**INFORMATION GIVEN**
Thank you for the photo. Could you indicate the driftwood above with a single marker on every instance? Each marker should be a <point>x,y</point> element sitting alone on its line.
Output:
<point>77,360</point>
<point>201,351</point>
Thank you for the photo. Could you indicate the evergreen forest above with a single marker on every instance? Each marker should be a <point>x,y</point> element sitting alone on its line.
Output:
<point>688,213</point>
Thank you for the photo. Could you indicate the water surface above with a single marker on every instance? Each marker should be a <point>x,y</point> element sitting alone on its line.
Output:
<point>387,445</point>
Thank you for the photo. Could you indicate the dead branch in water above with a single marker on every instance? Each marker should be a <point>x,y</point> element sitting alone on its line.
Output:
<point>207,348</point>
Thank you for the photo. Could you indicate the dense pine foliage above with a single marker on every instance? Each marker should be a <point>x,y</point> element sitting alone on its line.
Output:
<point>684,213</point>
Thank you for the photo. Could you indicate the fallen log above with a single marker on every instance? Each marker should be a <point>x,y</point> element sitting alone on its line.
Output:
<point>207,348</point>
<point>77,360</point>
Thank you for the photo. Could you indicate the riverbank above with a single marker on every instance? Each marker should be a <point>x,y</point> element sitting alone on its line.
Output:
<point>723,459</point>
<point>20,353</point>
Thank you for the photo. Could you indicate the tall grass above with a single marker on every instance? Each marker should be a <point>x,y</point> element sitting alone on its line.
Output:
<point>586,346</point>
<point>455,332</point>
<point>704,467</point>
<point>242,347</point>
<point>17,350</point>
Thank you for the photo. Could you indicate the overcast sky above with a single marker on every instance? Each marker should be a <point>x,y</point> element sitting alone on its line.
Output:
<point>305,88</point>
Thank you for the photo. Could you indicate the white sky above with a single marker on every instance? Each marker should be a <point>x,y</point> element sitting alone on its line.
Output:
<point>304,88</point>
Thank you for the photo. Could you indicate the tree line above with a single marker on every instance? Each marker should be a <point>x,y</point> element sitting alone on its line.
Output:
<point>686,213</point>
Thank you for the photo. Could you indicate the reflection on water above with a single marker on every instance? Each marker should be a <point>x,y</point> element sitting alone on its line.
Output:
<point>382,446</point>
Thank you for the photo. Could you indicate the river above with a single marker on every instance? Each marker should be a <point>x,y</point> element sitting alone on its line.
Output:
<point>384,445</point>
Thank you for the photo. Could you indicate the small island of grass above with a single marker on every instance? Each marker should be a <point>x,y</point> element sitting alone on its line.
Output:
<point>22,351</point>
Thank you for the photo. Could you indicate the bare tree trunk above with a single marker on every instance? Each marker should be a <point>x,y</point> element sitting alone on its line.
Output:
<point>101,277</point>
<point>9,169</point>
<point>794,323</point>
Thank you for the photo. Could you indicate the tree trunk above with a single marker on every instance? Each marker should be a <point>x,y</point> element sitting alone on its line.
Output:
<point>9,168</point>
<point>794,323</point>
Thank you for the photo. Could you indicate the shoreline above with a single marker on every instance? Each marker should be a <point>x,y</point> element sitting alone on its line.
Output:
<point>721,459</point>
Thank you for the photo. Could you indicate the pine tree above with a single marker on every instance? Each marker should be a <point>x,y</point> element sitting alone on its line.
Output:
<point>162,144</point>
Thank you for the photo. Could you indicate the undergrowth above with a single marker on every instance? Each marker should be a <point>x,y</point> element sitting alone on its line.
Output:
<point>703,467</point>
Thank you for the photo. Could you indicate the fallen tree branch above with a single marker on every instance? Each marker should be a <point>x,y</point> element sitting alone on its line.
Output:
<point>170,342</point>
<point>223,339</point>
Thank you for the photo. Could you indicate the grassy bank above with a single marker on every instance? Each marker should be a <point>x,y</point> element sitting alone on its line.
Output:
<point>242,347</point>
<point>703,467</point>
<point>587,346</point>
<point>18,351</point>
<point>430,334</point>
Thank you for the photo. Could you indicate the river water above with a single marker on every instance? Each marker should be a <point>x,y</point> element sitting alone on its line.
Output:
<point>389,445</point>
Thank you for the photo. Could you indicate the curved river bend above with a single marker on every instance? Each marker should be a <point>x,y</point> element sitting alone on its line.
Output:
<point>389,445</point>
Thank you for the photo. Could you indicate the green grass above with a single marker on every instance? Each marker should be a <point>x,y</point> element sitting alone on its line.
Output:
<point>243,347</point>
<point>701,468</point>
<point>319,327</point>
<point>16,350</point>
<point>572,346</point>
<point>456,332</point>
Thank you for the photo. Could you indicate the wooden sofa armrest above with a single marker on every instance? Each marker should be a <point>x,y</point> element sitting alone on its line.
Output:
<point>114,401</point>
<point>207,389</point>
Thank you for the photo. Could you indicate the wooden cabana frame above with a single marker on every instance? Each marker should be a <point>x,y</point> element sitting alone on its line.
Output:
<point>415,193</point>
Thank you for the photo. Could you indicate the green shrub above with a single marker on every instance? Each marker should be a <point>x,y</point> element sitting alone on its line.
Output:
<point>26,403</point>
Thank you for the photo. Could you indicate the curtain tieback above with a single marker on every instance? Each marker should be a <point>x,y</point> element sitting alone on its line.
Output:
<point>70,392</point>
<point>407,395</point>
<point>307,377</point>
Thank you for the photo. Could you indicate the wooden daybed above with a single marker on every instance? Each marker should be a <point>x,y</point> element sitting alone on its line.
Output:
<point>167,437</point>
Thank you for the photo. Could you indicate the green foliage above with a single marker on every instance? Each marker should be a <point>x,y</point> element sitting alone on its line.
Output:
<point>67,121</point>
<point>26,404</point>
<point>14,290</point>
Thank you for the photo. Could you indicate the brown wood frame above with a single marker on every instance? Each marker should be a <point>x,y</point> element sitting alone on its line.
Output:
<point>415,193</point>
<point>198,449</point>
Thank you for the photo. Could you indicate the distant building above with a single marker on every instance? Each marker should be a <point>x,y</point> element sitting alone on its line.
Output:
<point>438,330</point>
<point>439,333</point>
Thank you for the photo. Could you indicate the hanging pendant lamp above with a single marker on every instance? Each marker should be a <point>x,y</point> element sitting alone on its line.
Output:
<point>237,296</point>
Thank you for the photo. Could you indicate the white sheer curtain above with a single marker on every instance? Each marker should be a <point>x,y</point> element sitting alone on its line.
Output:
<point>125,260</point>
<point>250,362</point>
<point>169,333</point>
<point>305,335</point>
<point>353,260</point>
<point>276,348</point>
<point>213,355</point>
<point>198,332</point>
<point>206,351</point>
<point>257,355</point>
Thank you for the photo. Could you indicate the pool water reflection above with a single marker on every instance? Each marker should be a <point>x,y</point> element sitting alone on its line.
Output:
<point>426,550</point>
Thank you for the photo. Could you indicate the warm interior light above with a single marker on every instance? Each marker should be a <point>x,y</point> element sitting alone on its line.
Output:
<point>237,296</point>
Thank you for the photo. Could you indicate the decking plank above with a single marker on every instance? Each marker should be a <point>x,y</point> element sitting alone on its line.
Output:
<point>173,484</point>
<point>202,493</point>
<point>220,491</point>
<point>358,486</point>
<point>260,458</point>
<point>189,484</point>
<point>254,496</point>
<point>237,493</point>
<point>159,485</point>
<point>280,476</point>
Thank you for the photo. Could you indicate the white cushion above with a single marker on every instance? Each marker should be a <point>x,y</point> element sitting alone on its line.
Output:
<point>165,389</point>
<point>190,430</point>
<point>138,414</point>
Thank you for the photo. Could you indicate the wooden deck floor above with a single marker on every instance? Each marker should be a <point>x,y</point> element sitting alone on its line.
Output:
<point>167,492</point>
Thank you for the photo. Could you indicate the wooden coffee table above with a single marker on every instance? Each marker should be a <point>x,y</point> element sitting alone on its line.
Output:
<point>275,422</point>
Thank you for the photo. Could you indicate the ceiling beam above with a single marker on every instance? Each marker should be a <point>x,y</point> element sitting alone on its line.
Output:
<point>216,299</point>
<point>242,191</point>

**WORK REQUIRED**
Can you quote, word for word, the lines of data above that run from the one containing "Thank you for the photo. Could you indicate the curtain" through the one containing "<point>426,550</point>", inclusive?

**EXPECTED ANSWER**
Thank you for the photo. Could you indicate the curtain tieback above with a single marker on every instance? Each marker should be a <point>x,y</point> element sitting alone on its line.
Output:
<point>70,392</point>
<point>407,395</point>
<point>307,377</point>
Thank you for the photo. Could you indicate the wooden daybed above with a single marker on every instance? Each marker should be a <point>x,y</point> element sitting alone on its line.
Output:
<point>167,437</point>
Thank you for the photo. Could you indicate the green foliage above with a single marker on every instance? Each marker should be a <point>x,y</point> element sitting alone on its line.
Output:
<point>67,121</point>
<point>26,404</point>
<point>14,290</point>
Thank you for the photo. Could you indicate the brown wood frame above with a single marker on every instance? Each marker should be a <point>x,y</point> element sitting alone on its line.
Output:
<point>415,193</point>
<point>198,449</point>
Thank you for the photo. Could you indicate the distant building above with a single marker on every instance? Each marker should be a <point>x,y</point> element sitting alone on its line.
Output:
<point>438,330</point>
<point>439,333</point>
Thank you for the photo. Could you indicate the hanging pendant lamp above with a single marker on every instance? Each marker should be a <point>x,y</point> element sitting alone on its line.
Output:
<point>237,296</point>
Thank you for the photo. Could you indicate the white sheer curtain above with a single marker on every instance? Each marker should be a <point>x,y</point> element sitting alone on its line.
Output:
<point>125,260</point>
<point>250,362</point>
<point>169,333</point>
<point>305,335</point>
<point>353,260</point>
<point>276,348</point>
<point>213,355</point>
<point>198,332</point>
<point>206,351</point>
<point>257,355</point>
Thank you for the photo. Could you indicate the pool water reflection above with a single marker on every instance? Each marker should be a <point>x,y</point> element sitting alone on its line.
Output:
<point>426,550</point>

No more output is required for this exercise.